EXCERPT PROVIDED:
▽

Discovering Cleveland: Advice From A Swiss Baker
I’ve come to a small bakery, tucked off Cedar Rd in Cleveland Heights to get some perspective on the area from someone who can relate to my time in Switzerland--Cleveland’s Swiss baker, and his wife.
KURT ZOSS: “Kurt Zoss, owner of Swiss baker in Cleveland Heights”
BARBARA ZOSS: “and Barbara Zoss, owner of Zoss The Swiss Baker.”
The Zoss couple has been in Cleveland for nearly two decades, now managing four employees and pushing out ten bread assortments a day. Kurt Zoss, in a white apron and ball cap, says he setup shop here in Cleveland Heights because his wife was from here, and there was a need for a bakery. But the couple first met a bit farther south.
BARBARA ZOSS: “We met in Mexico, and then we lived in Los Angeles for a while—I used to be a special ed teacher in Los Angeles. And Kurt used worked for Nancy Silverton when she owned the La Brea bakery. Then we decided after we got married to move to Switzerland.”
Barbara Zoss says Cleveland Heights is very walkable, making it similar but not exactly like typical European neighborhoods which like small bakeries like this. Kurt Zoss says it was an adjustment to live here.
KURT ZOSS: “It wasn’t really a shock, I would say, there were some changes yeah. But since we lived in the States before, and we had still family here, so it wasn’t really something totally new. Maybe the hardest thing for me here in the beginning was work ethic.”
By work ethic Zoss means the conditions of a job in the U.S. aren’t often as clearly defined as in Switzerland.

△

TASK INSTRUCTIONS:
1) Rewrite the paragraph beginning "The Zoss couple has been in Cleveland" from the piece on the Swiss baker more briefly, keeping its main facts.
2) Carry on the piece about the Swiss baker in Cleveland Heights, picking up right after its final sentence.

SOURCE INFORMATION:
▽

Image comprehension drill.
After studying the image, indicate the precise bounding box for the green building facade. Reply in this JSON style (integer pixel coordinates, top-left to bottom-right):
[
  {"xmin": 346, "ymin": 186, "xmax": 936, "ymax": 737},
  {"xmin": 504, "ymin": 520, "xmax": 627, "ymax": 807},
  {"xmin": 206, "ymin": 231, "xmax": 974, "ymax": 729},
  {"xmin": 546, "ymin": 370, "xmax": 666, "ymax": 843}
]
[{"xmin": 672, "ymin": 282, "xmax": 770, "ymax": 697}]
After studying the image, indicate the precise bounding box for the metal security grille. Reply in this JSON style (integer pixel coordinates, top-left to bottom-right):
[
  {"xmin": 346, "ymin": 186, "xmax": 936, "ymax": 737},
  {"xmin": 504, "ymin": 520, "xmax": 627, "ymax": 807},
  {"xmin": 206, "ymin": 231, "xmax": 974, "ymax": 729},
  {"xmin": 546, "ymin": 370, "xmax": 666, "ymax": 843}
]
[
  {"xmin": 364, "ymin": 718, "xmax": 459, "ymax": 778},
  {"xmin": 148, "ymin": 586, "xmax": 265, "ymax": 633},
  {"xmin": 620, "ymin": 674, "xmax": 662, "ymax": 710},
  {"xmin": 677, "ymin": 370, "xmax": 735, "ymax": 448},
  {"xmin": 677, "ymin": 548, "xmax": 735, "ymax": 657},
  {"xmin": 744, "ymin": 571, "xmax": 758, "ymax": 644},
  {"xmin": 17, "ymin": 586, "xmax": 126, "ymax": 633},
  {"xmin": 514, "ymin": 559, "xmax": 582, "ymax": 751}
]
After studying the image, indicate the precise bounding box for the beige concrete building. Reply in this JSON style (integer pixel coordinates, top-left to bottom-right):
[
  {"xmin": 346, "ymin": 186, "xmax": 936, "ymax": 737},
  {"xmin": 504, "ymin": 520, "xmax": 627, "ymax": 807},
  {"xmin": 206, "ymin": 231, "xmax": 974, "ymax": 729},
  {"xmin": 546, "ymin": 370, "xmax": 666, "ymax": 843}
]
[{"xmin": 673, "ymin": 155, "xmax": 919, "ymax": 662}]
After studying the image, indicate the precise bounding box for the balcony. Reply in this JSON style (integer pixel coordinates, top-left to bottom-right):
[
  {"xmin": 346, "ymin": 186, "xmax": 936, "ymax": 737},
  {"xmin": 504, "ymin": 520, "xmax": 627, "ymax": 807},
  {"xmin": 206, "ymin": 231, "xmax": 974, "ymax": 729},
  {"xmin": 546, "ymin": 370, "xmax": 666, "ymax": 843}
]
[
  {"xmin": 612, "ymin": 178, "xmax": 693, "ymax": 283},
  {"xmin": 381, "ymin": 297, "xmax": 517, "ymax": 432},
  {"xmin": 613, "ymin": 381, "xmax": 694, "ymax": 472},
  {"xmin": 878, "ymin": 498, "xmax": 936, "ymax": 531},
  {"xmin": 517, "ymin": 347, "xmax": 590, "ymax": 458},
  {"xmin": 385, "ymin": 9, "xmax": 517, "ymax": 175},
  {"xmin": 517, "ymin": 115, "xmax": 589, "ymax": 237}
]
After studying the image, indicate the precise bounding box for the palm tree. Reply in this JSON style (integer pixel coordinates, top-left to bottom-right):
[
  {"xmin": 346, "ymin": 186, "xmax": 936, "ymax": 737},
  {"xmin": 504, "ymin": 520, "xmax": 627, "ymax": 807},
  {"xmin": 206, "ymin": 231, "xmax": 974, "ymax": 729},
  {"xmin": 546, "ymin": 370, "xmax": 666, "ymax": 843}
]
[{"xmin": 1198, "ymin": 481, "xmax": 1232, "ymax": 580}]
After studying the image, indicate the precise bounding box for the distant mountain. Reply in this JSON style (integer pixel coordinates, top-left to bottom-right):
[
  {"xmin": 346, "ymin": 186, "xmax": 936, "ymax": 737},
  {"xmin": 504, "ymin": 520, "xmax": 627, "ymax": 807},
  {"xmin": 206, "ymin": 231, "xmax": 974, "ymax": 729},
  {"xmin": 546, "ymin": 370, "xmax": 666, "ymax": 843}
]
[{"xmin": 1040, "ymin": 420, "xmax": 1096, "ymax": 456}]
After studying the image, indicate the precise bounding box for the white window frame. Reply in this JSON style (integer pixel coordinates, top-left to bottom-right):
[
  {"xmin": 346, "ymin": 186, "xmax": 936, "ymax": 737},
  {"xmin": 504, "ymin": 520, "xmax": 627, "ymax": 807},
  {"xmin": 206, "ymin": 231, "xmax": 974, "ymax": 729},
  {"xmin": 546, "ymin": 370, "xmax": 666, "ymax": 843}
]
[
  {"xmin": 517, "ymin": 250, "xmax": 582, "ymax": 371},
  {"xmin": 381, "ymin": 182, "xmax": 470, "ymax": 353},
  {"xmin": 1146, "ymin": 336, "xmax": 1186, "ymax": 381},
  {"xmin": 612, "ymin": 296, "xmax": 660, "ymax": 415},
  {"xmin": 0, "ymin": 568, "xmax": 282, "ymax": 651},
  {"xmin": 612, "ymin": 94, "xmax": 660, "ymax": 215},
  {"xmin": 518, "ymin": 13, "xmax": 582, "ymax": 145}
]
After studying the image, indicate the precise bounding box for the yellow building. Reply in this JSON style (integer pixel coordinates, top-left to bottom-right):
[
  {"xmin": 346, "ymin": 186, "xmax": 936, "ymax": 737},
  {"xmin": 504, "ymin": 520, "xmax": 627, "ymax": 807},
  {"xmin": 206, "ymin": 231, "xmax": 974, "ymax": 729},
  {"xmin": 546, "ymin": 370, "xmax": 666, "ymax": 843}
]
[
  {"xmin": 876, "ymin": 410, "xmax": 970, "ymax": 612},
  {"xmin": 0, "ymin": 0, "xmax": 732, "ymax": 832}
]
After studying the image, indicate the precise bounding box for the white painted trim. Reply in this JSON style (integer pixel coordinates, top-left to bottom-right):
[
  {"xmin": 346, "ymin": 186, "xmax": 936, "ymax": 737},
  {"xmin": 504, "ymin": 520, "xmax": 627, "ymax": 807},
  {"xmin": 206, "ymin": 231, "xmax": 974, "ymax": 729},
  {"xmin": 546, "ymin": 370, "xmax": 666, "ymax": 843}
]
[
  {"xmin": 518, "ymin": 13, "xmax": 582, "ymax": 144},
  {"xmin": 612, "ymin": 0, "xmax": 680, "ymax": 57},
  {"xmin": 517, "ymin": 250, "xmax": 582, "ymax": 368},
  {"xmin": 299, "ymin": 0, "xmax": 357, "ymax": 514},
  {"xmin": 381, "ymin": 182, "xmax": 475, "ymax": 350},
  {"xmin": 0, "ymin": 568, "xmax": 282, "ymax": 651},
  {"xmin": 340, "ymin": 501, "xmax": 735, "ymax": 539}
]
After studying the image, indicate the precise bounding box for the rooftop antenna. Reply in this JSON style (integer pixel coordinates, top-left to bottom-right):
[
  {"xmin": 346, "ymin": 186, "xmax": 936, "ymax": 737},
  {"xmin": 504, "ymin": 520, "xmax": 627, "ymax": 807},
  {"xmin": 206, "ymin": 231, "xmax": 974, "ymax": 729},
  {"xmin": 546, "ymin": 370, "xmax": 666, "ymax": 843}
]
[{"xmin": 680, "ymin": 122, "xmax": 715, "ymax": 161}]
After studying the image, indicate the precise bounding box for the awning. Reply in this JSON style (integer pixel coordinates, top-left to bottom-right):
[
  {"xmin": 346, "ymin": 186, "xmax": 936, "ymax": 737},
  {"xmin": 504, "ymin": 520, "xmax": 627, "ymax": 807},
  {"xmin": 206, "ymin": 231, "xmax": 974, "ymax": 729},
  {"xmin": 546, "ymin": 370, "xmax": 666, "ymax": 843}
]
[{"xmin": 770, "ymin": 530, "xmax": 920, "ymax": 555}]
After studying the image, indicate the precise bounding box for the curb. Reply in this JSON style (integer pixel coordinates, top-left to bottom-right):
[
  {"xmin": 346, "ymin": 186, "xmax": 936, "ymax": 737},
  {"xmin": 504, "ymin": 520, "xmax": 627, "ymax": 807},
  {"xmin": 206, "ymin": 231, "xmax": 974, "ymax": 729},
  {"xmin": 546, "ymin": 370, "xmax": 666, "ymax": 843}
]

△

WRITTEN ANSWERS:
1) The Zosses have been in Cleveland nearly twenty years, with four employees and ten bread varieties made daily. Kurt Zoss, in a white apron and ball cap, opened in Cleveland Heights because his wife was from there and the area needed a bakery. The couple first met farther south.

2)
KURT ZOSS: "In Switzerland I worked for, you know, a big company, and everything was relatively clear and organized, and you hit your 42 hours and everything was compensated. Personally, if I would have to work for somebody else I would go back to Switzerland.”
As a small-business owner Zoss can have a little more control over his compensation. This includes being sure he has a benefits package, including health insurance, in which he can feel confident. In Switzerland, everyone is entitled to health insurance and the system is such that no one goes broke just because they get sick. Here, it is different—just as the overall experience of an American city is different from the Zoss’s time abroad.
BARBARA ZOSS: “I think the hardest thing is seeing the deterioration more and more over the last 20 years. There was never an area I didn’t feel safe walking in Zurich. And here I feel like there are certain areas I wouldn’t want to drive through, and I feel sorry for people having to live there that it’s like that, and that it’s just going more downhill, and the infrastructure and the roads. I mean I think it’s going to change, it has to change.”
That there are rough neighborhoods in Cleveland was not a surprise to Kurt Zoss and his wife. Though he says the state of those neighborhoods is still shocking to people who don’t see them everyday.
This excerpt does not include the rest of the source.